(Natural language region descriptions)
* * *
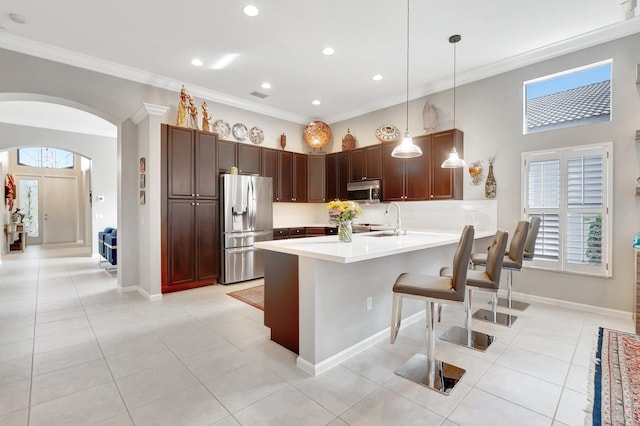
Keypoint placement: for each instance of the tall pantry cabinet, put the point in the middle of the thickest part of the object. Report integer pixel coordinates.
(189, 240)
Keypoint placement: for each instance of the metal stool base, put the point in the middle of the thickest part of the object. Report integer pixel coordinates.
(443, 379)
(501, 319)
(471, 339)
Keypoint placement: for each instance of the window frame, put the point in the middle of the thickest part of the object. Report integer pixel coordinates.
(563, 210)
(558, 75)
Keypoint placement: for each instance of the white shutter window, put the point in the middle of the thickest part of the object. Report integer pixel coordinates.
(569, 189)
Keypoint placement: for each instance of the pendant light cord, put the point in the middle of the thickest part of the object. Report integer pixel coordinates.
(407, 104)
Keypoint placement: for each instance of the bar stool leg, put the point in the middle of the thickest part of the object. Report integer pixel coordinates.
(466, 336)
(509, 302)
(427, 370)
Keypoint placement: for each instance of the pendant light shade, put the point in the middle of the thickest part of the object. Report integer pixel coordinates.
(406, 148)
(454, 161)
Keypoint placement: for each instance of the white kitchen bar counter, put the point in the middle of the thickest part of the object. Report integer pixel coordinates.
(327, 300)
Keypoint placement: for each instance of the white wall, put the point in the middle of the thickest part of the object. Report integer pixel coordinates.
(101, 150)
(490, 114)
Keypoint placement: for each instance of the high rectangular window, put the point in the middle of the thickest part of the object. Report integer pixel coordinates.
(570, 190)
(570, 98)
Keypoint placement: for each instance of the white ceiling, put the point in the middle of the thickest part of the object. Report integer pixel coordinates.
(146, 41)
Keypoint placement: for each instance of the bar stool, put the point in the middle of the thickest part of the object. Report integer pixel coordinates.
(512, 262)
(427, 370)
(487, 280)
(528, 255)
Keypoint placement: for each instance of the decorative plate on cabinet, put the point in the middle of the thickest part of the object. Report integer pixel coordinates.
(387, 133)
(256, 135)
(222, 128)
(240, 131)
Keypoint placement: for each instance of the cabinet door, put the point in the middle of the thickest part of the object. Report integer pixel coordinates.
(285, 175)
(316, 178)
(446, 183)
(299, 178)
(343, 174)
(249, 159)
(206, 172)
(270, 169)
(417, 172)
(226, 155)
(357, 165)
(180, 170)
(181, 244)
(331, 182)
(374, 162)
(392, 175)
(206, 225)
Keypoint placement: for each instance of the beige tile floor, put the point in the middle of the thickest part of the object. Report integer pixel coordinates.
(75, 351)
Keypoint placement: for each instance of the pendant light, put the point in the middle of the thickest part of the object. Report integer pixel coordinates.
(454, 161)
(406, 149)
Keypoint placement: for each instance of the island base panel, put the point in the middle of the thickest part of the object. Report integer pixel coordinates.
(281, 304)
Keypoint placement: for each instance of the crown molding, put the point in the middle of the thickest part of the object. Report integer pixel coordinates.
(81, 60)
(146, 110)
(583, 41)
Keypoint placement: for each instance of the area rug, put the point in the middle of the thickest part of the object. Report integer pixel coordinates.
(253, 296)
(616, 379)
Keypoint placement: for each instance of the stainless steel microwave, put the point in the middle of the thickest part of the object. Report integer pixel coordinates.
(368, 191)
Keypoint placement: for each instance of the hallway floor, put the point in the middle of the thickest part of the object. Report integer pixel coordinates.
(73, 350)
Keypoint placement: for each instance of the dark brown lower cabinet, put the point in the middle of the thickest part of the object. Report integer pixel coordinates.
(281, 305)
(191, 258)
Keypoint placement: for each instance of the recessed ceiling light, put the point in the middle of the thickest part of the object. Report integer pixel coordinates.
(251, 10)
(17, 18)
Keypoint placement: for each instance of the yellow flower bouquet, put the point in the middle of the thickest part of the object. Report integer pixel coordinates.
(342, 213)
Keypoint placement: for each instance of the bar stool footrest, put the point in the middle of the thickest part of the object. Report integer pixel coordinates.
(443, 379)
(518, 306)
(469, 339)
(501, 319)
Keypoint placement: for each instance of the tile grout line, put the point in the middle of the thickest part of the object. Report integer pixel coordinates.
(33, 346)
(99, 347)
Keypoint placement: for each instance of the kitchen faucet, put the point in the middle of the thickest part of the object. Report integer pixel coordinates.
(398, 230)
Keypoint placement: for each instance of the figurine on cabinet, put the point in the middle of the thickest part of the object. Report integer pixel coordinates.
(192, 114)
(182, 107)
(206, 118)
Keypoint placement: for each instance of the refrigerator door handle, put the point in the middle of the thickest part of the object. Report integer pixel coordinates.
(242, 250)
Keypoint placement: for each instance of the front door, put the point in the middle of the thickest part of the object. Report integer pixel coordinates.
(60, 210)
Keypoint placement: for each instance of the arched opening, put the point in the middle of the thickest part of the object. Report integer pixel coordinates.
(83, 199)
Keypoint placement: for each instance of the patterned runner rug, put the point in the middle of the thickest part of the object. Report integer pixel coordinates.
(616, 379)
(253, 296)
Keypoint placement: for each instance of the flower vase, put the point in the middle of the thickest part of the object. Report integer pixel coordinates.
(490, 184)
(345, 232)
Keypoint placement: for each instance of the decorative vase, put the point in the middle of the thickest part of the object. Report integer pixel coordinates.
(345, 232)
(490, 184)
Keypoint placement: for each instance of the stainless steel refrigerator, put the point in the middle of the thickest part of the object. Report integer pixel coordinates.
(247, 217)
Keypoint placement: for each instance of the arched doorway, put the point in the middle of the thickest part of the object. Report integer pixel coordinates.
(32, 121)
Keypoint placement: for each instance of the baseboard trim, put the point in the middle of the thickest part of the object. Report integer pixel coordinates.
(329, 363)
(566, 304)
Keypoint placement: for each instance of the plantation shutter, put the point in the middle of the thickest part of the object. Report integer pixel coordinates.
(569, 190)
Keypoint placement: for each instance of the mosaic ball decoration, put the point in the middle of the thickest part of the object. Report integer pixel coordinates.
(317, 134)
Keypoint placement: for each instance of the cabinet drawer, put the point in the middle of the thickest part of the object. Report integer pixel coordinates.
(279, 234)
(297, 232)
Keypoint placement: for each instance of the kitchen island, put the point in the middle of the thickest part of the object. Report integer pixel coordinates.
(327, 300)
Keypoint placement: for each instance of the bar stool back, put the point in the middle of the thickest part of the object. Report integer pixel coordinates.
(487, 280)
(427, 370)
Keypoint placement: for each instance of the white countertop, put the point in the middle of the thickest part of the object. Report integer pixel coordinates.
(365, 246)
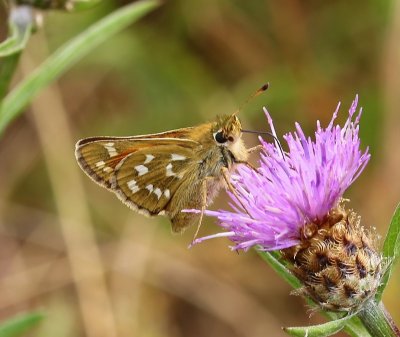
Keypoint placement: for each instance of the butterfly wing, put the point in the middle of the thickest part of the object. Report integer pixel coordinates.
(143, 172)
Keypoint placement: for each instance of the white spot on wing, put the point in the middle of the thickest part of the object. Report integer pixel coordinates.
(141, 169)
(169, 172)
(100, 164)
(149, 158)
(175, 156)
(111, 149)
(133, 186)
(158, 193)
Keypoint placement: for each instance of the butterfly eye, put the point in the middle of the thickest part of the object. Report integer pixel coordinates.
(220, 138)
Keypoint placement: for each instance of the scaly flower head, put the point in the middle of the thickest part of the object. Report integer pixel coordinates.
(293, 188)
(294, 203)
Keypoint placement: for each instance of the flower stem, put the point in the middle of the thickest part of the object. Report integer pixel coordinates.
(377, 320)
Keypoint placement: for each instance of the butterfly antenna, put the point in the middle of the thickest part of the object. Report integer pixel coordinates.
(252, 96)
(269, 134)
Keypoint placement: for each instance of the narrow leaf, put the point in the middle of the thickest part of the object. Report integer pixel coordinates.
(320, 330)
(353, 325)
(66, 56)
(16, 42)
(19, 325)
(272, 258)
(391, 249)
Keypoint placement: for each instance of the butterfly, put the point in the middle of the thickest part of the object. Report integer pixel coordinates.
(165, 173)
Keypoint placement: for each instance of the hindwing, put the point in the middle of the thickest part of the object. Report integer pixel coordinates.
(143, 172)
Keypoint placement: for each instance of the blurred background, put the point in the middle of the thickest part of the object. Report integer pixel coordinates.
(70, 249)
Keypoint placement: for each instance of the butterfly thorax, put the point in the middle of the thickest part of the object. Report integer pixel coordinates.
(221, 146)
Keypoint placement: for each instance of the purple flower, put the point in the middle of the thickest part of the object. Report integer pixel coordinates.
(293, 188)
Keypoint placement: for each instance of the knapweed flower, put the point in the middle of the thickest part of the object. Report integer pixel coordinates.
(294, 203)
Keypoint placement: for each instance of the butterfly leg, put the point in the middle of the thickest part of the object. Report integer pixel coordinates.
(203, 205)
(249, 165)
(225, 174)
(254, 149)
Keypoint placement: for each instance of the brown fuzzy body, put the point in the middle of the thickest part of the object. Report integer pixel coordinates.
(165, 173)
(337, 262)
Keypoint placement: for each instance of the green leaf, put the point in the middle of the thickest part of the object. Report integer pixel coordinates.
(320, 330)
(20, 28)
(17, 40)
(391, 249)
(20, 324)
(66, 56)
(353, 325)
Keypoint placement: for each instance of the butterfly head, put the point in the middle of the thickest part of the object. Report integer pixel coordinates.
(227, 130)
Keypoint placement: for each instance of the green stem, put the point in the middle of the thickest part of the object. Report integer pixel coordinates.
(377, 320)
(7, 69)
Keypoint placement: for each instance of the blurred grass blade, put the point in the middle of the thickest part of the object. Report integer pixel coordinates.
(16, 42)
(320, 330)
(391, 249)
(67, 55)
(20, 28)
(19, 325)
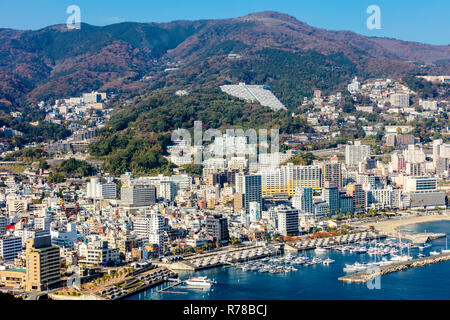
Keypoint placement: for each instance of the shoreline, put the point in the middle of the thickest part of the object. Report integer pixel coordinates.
(391, 226)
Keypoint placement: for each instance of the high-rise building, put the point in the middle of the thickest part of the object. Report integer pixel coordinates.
(414, 154)
(332, 172)
(303, 200)
(359, 197)
(238, 202)
(288, 223)
(255, 211)
(217, 227)
(138, 195)
(156, 229)
(398, 162)
(288, 178)
(97, 190)
(3, 223)
(399, 100)
(356, 153)
(345, 204)
(330, 194)
(10, 247)
(43, 265)
(414, 169)
(420, 183)
(252, 191)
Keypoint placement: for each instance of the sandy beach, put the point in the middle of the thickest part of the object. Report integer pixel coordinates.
(391, 225)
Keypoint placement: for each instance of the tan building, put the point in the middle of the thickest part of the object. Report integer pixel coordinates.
(238, 202)
(43, 264)
(13, 278)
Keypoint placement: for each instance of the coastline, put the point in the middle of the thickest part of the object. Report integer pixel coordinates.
(391, 226)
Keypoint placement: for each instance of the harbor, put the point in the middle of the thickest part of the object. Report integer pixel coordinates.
(222, 257)
(369, 274)
(316, 273)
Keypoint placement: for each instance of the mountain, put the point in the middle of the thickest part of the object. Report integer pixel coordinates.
(54, 62)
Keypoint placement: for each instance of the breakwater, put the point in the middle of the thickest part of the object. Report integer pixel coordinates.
(367, 275)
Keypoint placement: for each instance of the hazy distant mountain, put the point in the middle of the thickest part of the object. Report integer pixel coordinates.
(54, 62)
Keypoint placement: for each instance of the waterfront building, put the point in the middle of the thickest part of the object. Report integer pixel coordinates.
(95, 189)
(138, 195)
(415, 169)
(359, 197)
(420, 183)
(303, 200)
(98, 253)
(64, 237)
(398, 162)
(356, 153)
(288, 178)
(399, 100)
(330, 194)
(217, 228)
(345, 204)
(250, 186)
(3, 223)
(255, 211)
(10, 247)
(288, 222)
(43, 266)
(321, 209)
(414, 154)
(332, 172)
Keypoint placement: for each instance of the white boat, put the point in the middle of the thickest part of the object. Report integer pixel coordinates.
(446, 250)
(424, 246)
(320, 250)
(199, 282)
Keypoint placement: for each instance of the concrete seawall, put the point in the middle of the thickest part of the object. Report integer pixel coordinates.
(367, 275)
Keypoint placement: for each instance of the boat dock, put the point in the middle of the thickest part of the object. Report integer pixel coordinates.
(422, 237)
(310, 244)
(367, 275)
(227, 256)
(169, 287)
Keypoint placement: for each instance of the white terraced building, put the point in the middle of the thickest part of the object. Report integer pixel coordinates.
(254, 93)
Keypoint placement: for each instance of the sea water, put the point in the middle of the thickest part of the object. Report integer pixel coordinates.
(321, 281)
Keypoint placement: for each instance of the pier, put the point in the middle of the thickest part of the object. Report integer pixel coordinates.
(367, 275)
(310, 244)
(222, 257)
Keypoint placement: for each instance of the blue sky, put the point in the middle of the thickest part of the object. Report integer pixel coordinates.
(414, 20)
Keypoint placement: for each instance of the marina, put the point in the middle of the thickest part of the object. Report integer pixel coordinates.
(314, 280)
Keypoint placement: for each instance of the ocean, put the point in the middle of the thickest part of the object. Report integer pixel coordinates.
(319, 282)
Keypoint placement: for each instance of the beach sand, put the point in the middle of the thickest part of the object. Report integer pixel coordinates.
(391, 226)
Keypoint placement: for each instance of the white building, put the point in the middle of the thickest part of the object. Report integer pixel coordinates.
(356, 153)
(399, 100)
(288, 222)
(414, 154)
(10, 247)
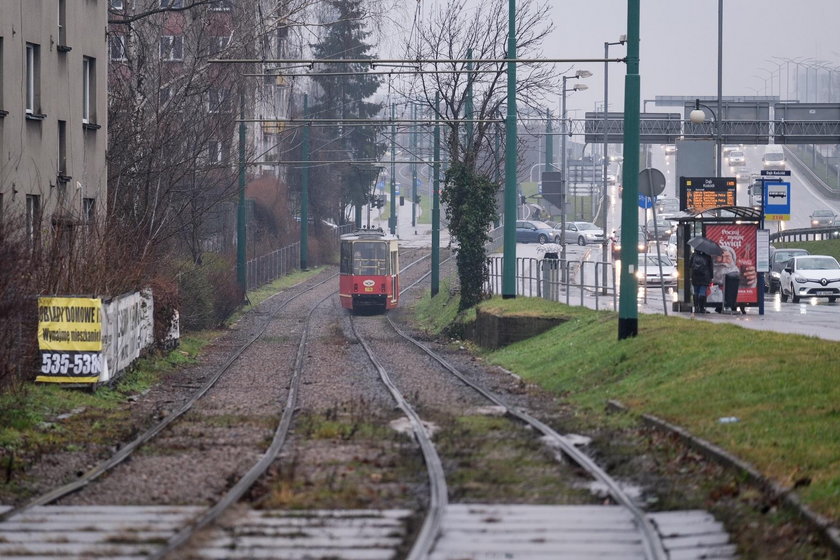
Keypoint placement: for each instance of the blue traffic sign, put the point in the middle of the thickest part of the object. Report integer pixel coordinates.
(645, 201)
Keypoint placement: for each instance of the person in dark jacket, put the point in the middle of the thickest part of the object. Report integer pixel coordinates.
(702, 270)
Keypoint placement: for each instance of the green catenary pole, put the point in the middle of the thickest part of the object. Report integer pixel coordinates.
(241, 276)
(436, 202)
(304, 193)
(628, 320)
(414, 167)
(509, 251)
(392, 219)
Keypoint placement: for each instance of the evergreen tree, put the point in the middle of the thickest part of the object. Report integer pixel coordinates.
(344, 97)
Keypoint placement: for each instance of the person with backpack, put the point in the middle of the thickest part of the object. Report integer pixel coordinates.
(702, 270)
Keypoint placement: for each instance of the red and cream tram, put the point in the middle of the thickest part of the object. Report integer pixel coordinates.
(369, 271)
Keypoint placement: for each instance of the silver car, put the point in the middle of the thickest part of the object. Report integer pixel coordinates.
(811, 276)
(583, 233)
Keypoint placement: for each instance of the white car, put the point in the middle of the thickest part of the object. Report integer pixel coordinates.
(648, 272)
(583, 233)
(810, 276)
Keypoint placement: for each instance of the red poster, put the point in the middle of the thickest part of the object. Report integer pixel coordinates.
(739, 255)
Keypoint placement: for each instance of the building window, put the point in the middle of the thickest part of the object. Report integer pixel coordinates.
(88, 210)
(33, 218)
(33, 78)
(62, 22)
(88, 89)
(117, 46)
(172, 47)
(164, 95)
(220, 6)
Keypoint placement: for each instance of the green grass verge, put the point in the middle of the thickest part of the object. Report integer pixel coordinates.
(785, 389)
(825, 247)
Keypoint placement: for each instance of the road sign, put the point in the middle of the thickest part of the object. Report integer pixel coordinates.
(776, 200)
(645, 202)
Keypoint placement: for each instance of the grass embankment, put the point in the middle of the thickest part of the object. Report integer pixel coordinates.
(39, 418)
(784, 389)
(825, 247)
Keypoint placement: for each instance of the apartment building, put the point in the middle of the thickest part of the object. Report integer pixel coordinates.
(53, 111)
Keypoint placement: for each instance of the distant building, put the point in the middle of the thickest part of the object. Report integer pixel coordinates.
(53, 111)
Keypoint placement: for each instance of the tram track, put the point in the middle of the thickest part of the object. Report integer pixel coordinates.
(35, 510)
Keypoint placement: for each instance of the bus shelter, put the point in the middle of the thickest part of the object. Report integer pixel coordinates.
(735, 229)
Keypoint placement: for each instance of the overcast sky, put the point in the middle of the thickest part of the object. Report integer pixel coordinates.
(678, 49)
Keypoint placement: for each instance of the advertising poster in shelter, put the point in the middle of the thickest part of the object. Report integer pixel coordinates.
(738, 242)
(70, 339)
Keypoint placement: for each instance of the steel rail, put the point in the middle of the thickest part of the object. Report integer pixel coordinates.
(129, 448)
(438, 498)
(260, 467)
(654, 549)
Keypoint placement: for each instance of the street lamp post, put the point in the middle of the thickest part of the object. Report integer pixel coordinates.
(577, 87)
(697, 116)
(605, 197)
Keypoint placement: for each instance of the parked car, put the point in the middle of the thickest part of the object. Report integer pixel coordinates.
(583, 233)
(664, 229)
(810, 276)
(736, 158)
(533, 231)
(823, 218)
(778, 259)
(648, 271)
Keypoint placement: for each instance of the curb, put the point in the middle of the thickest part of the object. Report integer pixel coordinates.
(823, 525)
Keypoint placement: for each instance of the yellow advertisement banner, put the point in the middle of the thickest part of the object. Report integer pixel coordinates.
(70, 324)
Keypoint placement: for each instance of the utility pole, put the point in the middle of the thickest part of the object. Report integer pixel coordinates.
(241, 276)
(392, 219)
(509, 252)
(628, 319)
(436, 201)
(304, 192)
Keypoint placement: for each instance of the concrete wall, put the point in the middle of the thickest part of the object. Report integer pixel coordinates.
(29, 143)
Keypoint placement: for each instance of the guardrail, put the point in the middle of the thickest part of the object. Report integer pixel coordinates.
(806, 234)
(556, 279)
(269, 267)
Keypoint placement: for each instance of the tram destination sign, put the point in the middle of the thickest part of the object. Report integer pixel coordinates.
(702, 193)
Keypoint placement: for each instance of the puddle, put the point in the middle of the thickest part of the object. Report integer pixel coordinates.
(403, 426)
(492, 410)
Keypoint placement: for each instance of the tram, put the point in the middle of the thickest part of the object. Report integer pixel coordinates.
(369, 271)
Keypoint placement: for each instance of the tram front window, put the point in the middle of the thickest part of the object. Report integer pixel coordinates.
(370, 259)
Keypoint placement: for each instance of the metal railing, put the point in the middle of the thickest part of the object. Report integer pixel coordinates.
(269, 267)
(806, 234)
(569, 281)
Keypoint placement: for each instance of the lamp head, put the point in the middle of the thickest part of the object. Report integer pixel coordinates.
(697, 116)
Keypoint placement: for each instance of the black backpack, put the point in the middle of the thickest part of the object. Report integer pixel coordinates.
(699, 265)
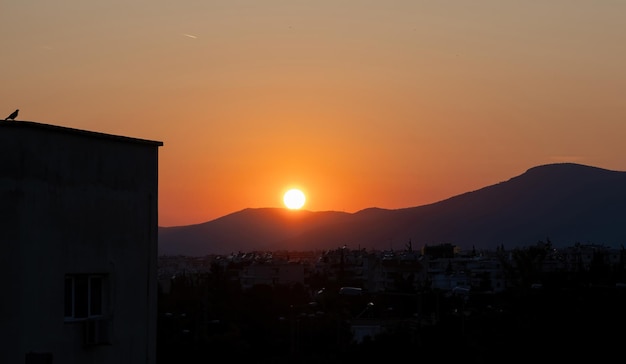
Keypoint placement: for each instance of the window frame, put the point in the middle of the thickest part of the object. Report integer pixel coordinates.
(92, 304)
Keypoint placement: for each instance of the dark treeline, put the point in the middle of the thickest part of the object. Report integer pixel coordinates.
(570, 317)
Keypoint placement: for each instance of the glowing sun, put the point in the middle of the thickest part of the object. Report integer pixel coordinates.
(294, 199)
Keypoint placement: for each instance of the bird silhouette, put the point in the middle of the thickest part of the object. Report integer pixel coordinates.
(13, 115)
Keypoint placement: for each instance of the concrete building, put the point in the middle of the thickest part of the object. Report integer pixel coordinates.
(78, 233)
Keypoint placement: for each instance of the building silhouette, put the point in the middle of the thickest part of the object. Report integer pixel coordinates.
(78, 231)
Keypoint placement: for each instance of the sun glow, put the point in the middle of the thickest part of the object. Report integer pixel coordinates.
(294, 199)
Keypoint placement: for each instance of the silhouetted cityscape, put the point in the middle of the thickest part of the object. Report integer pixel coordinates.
(351, 305)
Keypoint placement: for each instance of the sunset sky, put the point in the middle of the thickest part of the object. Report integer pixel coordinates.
(359, 103)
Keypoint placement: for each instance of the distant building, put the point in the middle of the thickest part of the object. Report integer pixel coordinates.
(78, 231)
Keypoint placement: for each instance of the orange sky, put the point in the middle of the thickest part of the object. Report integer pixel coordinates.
(359, 103)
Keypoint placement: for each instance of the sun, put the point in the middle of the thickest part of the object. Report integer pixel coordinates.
(294, 199)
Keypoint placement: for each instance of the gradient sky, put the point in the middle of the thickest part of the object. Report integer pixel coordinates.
(359, 103)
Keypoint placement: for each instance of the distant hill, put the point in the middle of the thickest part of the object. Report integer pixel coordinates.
(565, 203)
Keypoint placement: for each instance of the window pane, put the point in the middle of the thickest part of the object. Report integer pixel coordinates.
(95, 302)
(81, 289)
(68, 297)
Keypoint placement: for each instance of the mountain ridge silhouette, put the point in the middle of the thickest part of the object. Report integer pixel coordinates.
(563, 202)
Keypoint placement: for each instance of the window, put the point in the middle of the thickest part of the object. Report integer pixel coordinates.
(84, 296)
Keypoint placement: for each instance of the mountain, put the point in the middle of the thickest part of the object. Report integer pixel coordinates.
(564, 202)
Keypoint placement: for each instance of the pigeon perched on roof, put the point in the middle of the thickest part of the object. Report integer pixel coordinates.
(13, 115)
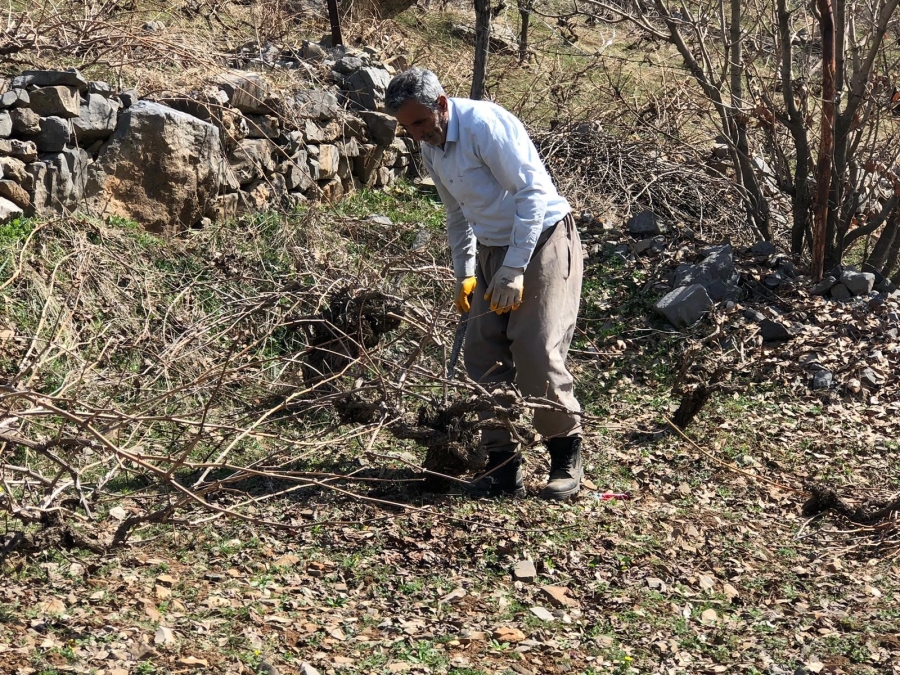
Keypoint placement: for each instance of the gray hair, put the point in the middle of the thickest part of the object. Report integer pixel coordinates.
(418, 84)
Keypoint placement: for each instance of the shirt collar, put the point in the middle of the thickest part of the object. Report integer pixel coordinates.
(452, 123)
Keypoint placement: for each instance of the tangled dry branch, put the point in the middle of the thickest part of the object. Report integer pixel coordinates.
* * *
** Task statement **
Please, leaving out all pictures, transcribe exactly the lines above from the one containing "Keypoint placement: for each instance of the window pane, put" through the final line, both included.

** Response to the exercise **
Keypoint placement: for each instance of the window pane, put the point in the middle of the thickest part of the object. Report integer pixel coordinates.
(95, 302)
(81, 289)
(68, 297)
Keypoint placement: for each instance of the mountain ridge silhouette, put the point in the middle of the thickest part of the object. Report integer pixel coordinates.
(563, 202)
Keypoint placement: for each instance of the window, put the point in the middle of the thickest part of the object. Report integer pixel coordinates.
(84, 296)
Keypoint placement: for each instance of the mountain, put the point in the middle of the thickest part of the object. Report integer pixel coordinates.
(564, 202)
Keypoint placement: for each instance of the pigeon perched on roof, put the point in the middle of the thickest part of the object. Report integer pixel coordinates.
(13, 115)
Keypoint placement: for each instance of the gray hair, put the point in the middle of the thickest part of the object. Report integer pixel coordinates.
(418, 84)
Keypoint placement: for each instance of the shirt collar, put the point in the middle of the thickest part of the object. Report integer pixel coordinates.
(452, 123)
Keypoint placement: for each instance of the tangled dry branch, put the point in the middle of the thickest part of the object. Report integer pixel coordinates.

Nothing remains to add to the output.